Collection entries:
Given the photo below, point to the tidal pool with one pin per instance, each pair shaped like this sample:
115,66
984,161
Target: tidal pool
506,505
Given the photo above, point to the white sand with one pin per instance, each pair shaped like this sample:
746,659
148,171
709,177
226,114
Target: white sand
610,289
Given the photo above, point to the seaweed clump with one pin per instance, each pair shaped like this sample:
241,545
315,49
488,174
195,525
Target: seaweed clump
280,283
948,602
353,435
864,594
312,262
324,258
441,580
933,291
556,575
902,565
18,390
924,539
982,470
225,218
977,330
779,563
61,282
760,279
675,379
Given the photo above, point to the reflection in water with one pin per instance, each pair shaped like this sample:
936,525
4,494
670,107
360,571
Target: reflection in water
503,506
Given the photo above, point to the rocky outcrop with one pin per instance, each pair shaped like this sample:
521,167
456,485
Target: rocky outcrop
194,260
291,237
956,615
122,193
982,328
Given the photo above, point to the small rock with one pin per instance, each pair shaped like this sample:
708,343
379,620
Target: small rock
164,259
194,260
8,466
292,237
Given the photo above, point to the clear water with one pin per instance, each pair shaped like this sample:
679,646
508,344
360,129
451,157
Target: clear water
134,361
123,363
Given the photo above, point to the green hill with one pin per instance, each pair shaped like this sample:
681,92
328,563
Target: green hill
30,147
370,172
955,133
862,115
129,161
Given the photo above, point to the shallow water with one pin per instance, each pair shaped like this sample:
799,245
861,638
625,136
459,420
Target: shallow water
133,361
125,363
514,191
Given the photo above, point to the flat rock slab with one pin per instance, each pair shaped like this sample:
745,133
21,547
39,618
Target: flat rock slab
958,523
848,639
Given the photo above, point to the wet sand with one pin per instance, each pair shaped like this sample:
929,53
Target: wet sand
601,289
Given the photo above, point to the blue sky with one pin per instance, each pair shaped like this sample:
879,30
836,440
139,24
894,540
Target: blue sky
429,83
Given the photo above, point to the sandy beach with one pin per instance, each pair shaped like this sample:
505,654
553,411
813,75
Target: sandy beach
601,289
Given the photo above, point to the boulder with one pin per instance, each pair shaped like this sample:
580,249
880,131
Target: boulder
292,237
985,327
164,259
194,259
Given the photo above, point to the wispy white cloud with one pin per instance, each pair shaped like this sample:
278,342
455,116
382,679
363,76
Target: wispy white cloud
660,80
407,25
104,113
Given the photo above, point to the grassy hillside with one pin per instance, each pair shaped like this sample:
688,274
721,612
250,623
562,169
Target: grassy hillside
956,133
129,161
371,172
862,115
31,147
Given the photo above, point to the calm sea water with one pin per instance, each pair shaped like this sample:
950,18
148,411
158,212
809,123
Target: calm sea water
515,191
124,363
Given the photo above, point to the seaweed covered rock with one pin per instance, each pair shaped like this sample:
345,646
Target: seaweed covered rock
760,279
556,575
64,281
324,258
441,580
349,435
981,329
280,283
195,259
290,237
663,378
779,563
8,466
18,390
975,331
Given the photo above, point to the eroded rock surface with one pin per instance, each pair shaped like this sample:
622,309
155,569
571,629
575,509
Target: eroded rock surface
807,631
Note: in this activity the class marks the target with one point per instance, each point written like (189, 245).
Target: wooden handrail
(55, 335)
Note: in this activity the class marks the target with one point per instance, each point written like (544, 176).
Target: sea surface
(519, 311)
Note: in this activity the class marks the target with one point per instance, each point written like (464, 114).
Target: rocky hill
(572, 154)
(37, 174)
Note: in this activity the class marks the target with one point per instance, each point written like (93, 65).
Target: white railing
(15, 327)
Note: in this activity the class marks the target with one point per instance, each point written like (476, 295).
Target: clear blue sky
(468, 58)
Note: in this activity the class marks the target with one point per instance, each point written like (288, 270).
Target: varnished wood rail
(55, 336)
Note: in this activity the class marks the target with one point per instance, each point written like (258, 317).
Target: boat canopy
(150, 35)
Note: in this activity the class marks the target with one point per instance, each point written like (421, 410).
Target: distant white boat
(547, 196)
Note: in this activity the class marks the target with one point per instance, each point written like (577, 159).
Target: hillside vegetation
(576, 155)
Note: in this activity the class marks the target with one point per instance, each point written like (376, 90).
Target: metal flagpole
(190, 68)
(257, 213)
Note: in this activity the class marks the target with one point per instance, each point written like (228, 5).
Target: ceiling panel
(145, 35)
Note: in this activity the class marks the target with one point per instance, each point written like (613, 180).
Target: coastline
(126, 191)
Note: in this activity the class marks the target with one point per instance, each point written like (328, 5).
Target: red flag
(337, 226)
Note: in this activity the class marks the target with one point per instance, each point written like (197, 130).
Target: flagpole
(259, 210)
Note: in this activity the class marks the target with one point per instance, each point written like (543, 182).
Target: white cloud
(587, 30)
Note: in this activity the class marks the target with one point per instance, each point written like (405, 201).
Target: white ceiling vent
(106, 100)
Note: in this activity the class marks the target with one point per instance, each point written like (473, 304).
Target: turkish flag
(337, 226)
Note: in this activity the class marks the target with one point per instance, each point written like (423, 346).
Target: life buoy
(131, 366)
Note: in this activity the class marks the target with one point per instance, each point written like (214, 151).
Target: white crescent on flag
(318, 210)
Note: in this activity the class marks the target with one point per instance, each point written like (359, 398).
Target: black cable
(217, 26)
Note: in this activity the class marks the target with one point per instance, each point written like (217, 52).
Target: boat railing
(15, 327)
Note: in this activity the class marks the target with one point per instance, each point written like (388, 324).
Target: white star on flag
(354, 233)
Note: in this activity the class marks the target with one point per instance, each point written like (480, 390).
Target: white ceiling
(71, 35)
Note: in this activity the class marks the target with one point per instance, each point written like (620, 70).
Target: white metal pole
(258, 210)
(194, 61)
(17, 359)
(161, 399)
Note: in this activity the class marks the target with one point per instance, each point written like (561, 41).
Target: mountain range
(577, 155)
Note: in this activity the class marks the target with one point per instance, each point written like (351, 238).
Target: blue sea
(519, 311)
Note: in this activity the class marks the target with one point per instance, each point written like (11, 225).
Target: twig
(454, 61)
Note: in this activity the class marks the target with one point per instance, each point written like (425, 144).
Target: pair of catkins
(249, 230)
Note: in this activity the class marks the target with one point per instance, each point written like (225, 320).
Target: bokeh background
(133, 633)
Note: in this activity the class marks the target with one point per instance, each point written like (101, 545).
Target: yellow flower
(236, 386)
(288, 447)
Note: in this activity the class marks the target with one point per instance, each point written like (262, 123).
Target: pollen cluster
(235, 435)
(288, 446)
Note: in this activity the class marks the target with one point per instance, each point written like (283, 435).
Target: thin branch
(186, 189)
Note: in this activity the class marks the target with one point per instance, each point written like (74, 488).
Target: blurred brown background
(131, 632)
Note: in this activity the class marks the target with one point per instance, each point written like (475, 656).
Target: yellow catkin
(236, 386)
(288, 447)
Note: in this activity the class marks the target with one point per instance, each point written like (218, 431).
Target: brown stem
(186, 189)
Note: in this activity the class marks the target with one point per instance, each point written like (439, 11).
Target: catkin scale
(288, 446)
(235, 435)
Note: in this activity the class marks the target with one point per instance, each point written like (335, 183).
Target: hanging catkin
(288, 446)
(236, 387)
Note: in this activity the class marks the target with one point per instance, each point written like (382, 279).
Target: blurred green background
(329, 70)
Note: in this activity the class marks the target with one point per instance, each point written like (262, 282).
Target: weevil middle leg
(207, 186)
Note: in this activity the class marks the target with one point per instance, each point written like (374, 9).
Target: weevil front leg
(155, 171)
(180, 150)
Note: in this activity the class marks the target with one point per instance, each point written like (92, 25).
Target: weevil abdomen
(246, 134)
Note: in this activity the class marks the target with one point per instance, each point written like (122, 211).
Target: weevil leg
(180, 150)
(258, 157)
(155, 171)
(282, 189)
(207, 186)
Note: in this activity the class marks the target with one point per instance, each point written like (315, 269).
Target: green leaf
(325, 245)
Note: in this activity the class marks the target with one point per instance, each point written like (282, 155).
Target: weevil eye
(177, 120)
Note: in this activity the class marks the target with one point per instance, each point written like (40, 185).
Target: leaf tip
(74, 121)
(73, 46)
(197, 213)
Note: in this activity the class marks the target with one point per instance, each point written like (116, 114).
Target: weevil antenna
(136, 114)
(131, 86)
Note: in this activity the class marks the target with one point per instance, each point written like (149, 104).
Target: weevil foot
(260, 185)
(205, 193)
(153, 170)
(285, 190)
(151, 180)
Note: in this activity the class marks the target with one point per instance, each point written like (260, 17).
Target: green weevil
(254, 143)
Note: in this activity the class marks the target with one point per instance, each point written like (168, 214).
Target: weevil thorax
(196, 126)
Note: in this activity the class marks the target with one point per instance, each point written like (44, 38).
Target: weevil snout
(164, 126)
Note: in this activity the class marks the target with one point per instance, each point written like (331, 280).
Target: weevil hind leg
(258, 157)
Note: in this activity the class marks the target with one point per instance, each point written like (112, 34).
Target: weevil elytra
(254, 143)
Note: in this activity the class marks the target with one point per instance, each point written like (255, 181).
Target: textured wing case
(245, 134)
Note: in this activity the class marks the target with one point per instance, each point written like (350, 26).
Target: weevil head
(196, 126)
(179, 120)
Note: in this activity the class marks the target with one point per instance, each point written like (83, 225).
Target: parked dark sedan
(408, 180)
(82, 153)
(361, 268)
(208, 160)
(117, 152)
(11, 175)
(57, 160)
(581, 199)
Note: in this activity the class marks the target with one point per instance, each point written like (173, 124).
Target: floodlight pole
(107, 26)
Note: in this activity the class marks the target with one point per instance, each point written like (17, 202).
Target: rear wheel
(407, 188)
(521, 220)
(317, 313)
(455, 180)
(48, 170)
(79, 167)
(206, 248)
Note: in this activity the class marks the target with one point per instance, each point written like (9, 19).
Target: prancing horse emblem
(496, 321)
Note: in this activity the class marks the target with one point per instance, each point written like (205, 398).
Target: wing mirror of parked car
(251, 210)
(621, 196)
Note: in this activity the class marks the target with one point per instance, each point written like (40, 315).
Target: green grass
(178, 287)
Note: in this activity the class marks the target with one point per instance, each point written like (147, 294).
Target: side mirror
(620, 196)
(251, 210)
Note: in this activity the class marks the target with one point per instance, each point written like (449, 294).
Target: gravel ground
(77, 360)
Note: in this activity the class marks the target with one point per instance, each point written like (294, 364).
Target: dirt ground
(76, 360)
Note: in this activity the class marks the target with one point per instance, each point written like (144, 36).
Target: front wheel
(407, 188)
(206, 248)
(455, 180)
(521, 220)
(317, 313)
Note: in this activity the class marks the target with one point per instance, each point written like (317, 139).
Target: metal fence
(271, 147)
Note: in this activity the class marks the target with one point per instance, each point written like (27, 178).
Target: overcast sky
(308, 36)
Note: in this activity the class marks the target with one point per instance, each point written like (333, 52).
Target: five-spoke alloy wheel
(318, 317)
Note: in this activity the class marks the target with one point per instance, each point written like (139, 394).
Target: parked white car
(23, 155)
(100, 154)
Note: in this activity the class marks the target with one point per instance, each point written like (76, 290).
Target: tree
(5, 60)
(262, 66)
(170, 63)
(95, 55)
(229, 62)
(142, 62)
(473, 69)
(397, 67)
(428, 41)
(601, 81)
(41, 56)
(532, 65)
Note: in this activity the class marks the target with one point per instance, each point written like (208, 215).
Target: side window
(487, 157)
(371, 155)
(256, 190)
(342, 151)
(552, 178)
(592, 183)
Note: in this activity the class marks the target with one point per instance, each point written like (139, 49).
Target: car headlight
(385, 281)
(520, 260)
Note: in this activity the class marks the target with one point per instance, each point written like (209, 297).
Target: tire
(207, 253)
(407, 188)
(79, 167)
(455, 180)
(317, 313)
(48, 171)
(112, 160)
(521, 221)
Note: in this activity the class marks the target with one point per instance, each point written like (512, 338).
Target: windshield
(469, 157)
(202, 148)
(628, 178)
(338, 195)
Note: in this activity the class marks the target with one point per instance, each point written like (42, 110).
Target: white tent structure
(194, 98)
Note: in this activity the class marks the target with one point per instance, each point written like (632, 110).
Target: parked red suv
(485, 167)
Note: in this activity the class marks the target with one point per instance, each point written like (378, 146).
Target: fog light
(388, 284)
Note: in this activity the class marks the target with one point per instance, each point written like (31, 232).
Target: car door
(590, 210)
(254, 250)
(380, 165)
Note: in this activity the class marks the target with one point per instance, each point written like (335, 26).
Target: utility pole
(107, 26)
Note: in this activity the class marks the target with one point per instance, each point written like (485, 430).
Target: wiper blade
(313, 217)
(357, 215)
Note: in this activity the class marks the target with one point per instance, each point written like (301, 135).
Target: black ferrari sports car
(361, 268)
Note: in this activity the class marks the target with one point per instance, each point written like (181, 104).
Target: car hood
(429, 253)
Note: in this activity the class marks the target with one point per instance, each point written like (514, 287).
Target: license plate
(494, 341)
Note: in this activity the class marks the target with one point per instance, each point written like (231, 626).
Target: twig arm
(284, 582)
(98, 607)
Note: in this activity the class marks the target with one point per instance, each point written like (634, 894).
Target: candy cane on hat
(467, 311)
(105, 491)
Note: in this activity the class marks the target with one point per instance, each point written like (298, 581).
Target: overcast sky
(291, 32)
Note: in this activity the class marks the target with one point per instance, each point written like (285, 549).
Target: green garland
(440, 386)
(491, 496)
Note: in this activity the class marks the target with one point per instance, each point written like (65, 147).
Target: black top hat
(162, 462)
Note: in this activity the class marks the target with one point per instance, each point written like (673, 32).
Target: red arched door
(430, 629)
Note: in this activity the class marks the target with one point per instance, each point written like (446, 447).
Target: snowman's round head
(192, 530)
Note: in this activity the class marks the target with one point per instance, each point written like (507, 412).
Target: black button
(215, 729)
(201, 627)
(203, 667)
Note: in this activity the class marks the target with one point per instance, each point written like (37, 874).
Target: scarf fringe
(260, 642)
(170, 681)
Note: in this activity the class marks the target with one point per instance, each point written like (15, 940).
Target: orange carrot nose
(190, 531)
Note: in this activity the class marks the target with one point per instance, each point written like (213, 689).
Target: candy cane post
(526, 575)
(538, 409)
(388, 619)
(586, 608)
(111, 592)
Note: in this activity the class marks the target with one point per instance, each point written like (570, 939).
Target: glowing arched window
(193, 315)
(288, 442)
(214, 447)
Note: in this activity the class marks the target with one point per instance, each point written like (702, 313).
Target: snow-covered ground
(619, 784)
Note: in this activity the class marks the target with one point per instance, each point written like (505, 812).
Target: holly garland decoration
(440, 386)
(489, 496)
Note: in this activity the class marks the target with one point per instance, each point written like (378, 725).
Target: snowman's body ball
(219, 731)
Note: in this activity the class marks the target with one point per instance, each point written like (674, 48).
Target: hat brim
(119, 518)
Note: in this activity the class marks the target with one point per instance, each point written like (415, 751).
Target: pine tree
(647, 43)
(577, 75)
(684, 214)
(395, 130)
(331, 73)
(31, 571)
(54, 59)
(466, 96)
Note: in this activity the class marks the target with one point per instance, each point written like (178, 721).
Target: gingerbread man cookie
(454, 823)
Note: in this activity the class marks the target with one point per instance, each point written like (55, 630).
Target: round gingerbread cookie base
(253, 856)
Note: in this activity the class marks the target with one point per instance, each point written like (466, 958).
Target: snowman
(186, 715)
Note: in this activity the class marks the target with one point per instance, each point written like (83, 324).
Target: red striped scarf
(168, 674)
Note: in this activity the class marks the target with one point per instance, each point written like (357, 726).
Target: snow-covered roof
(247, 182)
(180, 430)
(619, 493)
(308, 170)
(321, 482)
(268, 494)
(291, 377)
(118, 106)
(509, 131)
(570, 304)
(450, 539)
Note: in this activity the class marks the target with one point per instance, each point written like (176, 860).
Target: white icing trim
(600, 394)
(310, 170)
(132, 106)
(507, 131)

§ **Exercise directions**:
Beginning at the line with "Target: white ceiling vent" and stopping after the line with "like (217, 52).", please write out every line of the data above exactly and nothing else.

§ **Task solution**:
Target: white ceiling vent
(106, 100)
Note: in this activity the class marks the target with one point per instance, each point written like (473, 304).
Target: turkish flag
(337, 226)
Note: in this activity the class marks the target with one point per instance, each point written like (423, 346).
Target: life buoy
(131, 366)
Note: in this activity the class marks the target with one point per instance, each point written like (214, 151).
Target: white crescent on flag
(318, 210)
Note: in this activity the class marks the target with one point per instance, each point written like (359, 398).
Target: black cable
(217, 26)
Note: in this activity the class marks the target with one point per instance, each point written like (217, 52).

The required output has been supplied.